§ **What to produce**:
Repeat the lines from the one containing "Call the service" through the last line of the data, exactly, pictures omitted.

Saved data entries
• • • • • • •
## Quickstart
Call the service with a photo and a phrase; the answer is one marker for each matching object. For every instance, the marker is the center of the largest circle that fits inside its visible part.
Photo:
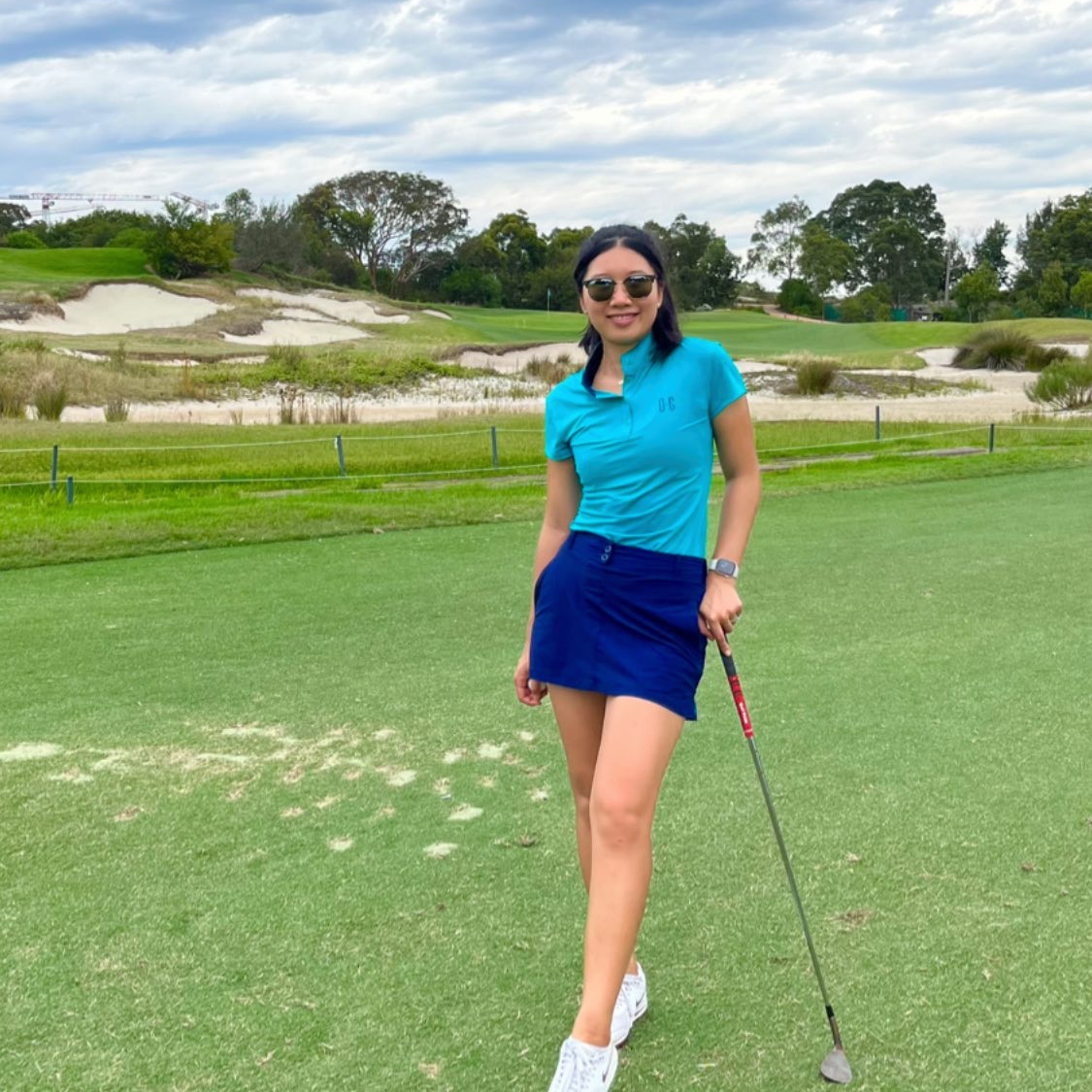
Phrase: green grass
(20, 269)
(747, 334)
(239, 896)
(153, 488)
• • • • • • •
§ **Final answer**:
Call the service with a photo and a phrase; the answer is one marker for each matching object. For every instance, the marker is the center of the largest circle that fits inside its visible part.
Photo:
Phrase: green grass
(20, 269)
(747, 334)
(239, 896)
(153, 488)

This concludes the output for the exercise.